Problem statement
Although the entries contain pictures, your copy should hold only their exact text.

Task material
-- Opening Marker --
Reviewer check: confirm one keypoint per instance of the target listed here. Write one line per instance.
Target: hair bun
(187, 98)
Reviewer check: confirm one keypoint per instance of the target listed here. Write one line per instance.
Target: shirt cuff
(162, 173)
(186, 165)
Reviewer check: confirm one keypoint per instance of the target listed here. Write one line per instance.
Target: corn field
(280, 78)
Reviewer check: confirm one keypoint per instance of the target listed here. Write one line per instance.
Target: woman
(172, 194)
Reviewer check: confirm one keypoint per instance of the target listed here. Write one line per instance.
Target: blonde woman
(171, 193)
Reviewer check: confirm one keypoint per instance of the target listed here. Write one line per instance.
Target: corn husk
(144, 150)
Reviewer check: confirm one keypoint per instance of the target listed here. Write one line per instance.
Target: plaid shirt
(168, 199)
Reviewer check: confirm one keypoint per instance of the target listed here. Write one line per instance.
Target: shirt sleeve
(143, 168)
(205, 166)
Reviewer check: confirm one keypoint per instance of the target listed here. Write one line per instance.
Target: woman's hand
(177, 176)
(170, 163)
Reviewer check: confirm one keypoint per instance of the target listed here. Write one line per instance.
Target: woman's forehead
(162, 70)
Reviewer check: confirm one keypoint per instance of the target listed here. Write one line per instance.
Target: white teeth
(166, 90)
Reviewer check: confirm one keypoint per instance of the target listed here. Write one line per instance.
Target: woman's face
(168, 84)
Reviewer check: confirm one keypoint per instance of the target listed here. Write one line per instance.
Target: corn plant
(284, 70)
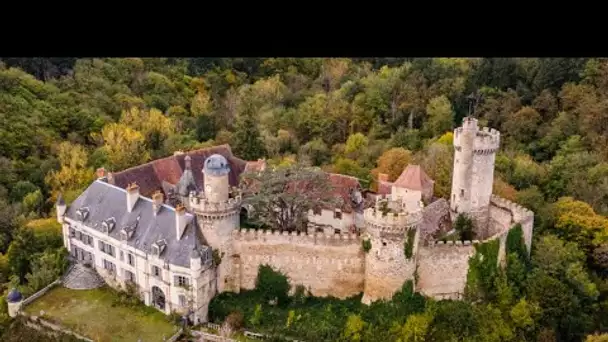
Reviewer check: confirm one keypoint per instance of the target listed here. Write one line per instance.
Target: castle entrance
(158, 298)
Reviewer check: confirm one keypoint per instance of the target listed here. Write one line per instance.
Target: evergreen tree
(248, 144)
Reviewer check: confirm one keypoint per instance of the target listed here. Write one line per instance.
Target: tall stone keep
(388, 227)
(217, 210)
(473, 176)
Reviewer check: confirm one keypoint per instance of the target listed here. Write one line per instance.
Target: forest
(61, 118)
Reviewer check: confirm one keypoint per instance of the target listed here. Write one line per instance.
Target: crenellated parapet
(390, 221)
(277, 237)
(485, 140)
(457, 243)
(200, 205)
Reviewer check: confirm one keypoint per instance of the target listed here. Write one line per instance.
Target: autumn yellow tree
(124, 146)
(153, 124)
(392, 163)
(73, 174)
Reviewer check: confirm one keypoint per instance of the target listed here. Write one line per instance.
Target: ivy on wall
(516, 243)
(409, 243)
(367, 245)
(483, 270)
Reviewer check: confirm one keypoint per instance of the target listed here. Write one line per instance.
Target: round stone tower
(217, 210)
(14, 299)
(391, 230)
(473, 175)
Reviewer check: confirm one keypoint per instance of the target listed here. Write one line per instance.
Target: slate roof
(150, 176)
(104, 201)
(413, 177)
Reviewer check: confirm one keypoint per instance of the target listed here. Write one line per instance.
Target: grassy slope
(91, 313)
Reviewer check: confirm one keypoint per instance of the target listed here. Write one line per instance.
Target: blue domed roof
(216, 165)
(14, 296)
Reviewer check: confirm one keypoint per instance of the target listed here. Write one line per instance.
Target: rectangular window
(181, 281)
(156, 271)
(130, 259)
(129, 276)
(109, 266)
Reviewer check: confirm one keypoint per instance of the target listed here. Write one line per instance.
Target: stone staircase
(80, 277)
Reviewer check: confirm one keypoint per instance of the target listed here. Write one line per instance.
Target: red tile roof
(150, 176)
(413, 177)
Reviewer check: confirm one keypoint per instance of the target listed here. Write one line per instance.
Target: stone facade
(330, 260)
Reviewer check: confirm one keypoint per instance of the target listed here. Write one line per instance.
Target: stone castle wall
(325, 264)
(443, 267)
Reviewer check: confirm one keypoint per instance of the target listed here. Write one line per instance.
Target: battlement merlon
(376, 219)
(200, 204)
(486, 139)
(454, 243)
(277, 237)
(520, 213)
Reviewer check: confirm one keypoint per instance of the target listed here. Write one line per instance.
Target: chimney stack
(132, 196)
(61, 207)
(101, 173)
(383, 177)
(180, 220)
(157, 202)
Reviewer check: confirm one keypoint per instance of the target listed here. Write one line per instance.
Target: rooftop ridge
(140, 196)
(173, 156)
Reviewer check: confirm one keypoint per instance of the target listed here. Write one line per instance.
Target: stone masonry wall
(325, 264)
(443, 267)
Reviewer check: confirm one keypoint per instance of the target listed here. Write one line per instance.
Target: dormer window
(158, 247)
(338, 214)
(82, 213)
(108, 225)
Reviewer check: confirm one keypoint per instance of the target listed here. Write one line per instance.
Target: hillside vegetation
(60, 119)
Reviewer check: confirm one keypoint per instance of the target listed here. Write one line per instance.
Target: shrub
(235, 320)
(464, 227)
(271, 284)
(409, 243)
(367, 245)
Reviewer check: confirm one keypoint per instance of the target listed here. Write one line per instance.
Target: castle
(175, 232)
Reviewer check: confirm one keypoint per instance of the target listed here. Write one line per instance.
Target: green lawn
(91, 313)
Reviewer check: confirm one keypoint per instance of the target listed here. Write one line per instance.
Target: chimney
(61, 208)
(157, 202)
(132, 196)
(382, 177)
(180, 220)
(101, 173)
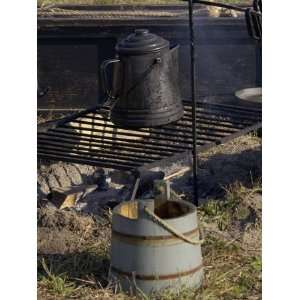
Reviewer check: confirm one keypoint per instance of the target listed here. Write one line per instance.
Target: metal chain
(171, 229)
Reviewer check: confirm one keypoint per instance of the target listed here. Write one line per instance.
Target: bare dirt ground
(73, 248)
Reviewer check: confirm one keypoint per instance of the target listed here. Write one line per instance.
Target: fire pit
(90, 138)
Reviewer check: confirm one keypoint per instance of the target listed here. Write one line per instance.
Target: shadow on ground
-- Closing Marker --
Solved exercise
Reviewer check: confirm one keypoint per instance of the target listed here. Write one line per instance.
Target: hair bun
(187, 98)
Reviewer check: confirm one keypoint per instance of the target listed here. Write one line per instance.
Target: shirt cuff
(162, 173)
(186, 165)
Reviewer check: confirm one keypoint per instance of the target listed here. Write one line per instance.
Target: corn field
(280, 78)
Reviewer check: confirm one keypoint per instance of the target listed here. Write one line per instance.
Target: woman
(172, 194)
Reviewer check: confirm one keypoint per instance of the target listed here. Write one line per instance.
Target: blonde woman
(171, 193)
Reviewer check: confirm one keypoint per instance of the target listed here. Write one line per instance.
Target: corn husk
(144, 150)
Reviewer check: confirm one keypoint per instance of the target listed here. Write one line per instance.
Target: plaid shirt
(168, 199)
Reviewer check: confirm one keypoint per instance of the target listed here. Write one line per instance.
Target: shirt sleeve
(143, 168)
(205, 166)
Reviewer check: confirm one keypoint per instance of the target listed here. Write one line per instance.
Target: woman's hand
(177, 176)
(170, 163)
Reviewer check: confirm one keypoint per instance of the target listed here. Write one line per instance.
Target: woman's forehead
(162, 70)
Reviewer check: confirm one keypoint per instance of the target listed here. Write one line per instance.
Target: white teeth
(166, 90)
Reviewer check: confirm one keypoint per instance of the target listed here. Write one line per instance.
Target: woman's face
(168, 84)
Reviewer check: confirm one keypoint per instance of the target listed here. Write one line per instance.
Target: corn plant
(284, 70)
Reviewer check: confirm one keypoint per instance of the target listed here. Write one line per instance.
Target: castle entrance
(158, 298)
Reviewer check: confirm one keypoint per instance of the target listed here. Write one line per instance.
Target: evergreen tree
(248, 144)
Reviewer check: confirm one keypoint per instance of the target listed here. Write one line per instance.
Target: tall stone keep
(388, 227)
(217, 210)
(473, 176)
Reviewer check: confirm one keypoint per instance of the target listed here. Write one line per instance.
Target: forest
(61, 118)
Reviewer check: confirm one keypoint per instance of the target listed here. Write one line per instance.
Target: crenellated parapet
(390, 221)
(277, 237)
(485, 140)
(457, 243)
(200, 205)
Reviewer check: confirm one keypoint per instance of the target listed here. Write one line per instance.
Target: autumn yellow tree
(124, 146)
(153, 124)
(392, 163)
(73, 174)
Reviewer check: confirm one keypoint per instance of the target listed here. Write one line per instance.
Target: ivy on wall
(516, 243)
(409, 243)
(367, 245)
(483, 270)
Reviewer check: confirm one keypoint per instance of the target listed here. Write one line per instance.
Target: round stone tower
(217, 210)
(14, 299)
(391, 230)
(473, 175)
Reviewer check: confirm one keypoint per instance of the target listed here. Write one line per instance.
Target: slate roof
(150, 176)
(104, 201)
(413, 177)
Reviewer check: confirm one keypoint per instance of the target listed here. Write one line per instance.
Target: grassy slope
(91, 313)
Reviewer check: confirm one keypoint per instance of the target listed here. Write one line per instance.
Target: blue domed roof
(216, 165)
(14, 296)
Reviewer check: confirm one keypoint per instance of the target listed here. Write one line per instance.
Target: rectangular window
(181, 281)
(156, 271)
(130, 259)
(129, 276)
(109, 266)
Reviewer check: confirm one keypoint per instance of the target listed here. Write one line per instance.
Target: stone staircase
(80, 277)
Reviewer check: confirm one keypoint per instance of the target listed here. Write one line per instance.
Target: red tile roof
(150, 176)
(413, 177)
Reviewer check: confirm one keypoint per instance of the target listed here. Write one line per instance.
Target: stone facade
(330, 260)
Reviewer check: confirm one keypoint per instance of the target listed here. Write one line per instance.
Target: stone castle wall
(325, 264)
(443, 267)
Reviewer check: confirm one keypoint per instance of the target listed here. Write one line per instance.
Target: battlement merlon
(376, 219)
(200, 204)
(486, 139)
(454, 243)
(277, 237)
(520, 213)
Reviewer check: confirm one keypoint per instance of the target listed here. Write one line per instance.
Target: chimney stack
(132, 196)
(61, 207)
(101, 173)
(383, 177)
(180, 220)
(157, 202)
Reviewer check: confirm one keypoint per instance of the target listed here. Write one line per instance.
Target: rooftop ridge
(140, 196)
(173, 156)
Reviewer check: confirm one keypoint per instance of the target listed here. Write one line per instance.
Target: stone masonry wall
(325, 264)
(443, 267)
Reviewer check: confirm one keypoint per instance of the target listed here. Write one line per instance.
Target: dormer window
(158, 247)
(338, 214)
(82, 213)
(108, 225)
Reviewer check: confirm one keypoint per instance of the target listed here. Write one line per instance.
Target: hillside vegetation
(60, 119)
Reviewer check: confirm one keypoint per instance of the target listed here. Write one line per instance.
Target: shrub
(235, 320)
(464, 227)
(271, 284)
(409, 243)
(367, 245)
Reviewer check: confirm one keypoint per instance of the target listed here. Write one line per instance.
Target: castle
(175, 232)
Reviewer check: confirm one keypoint per instance of the target listed here. Write one line per instance.
Target: green lawn
(91, 313)
Reviewer check: confirm one keypoint per instance of the target listed here. Write one line per instance.
Target: chimney
(61, 208)
(157, 202)
(132, 196)
(382, 177)
(180, 220)
(101, 173)
Reviewer check: confirm one keypoint per instance of the target listed here. Write one line per instance.
Target: metal chain
(171, 229)
Reviewer check: confirm one keypoint per instance of the target listed here. Write one line per instance.
Target: bare dirt ground
(73, 248)
Reviewer check: confirm one keypoint per instance of the target listed here. Write one line per instance.
Target: fire pit
(90, 138)
Reviewer check: confirm one keypoint per instance of the target listed here. Write one line per instance.
Target: shadow on ground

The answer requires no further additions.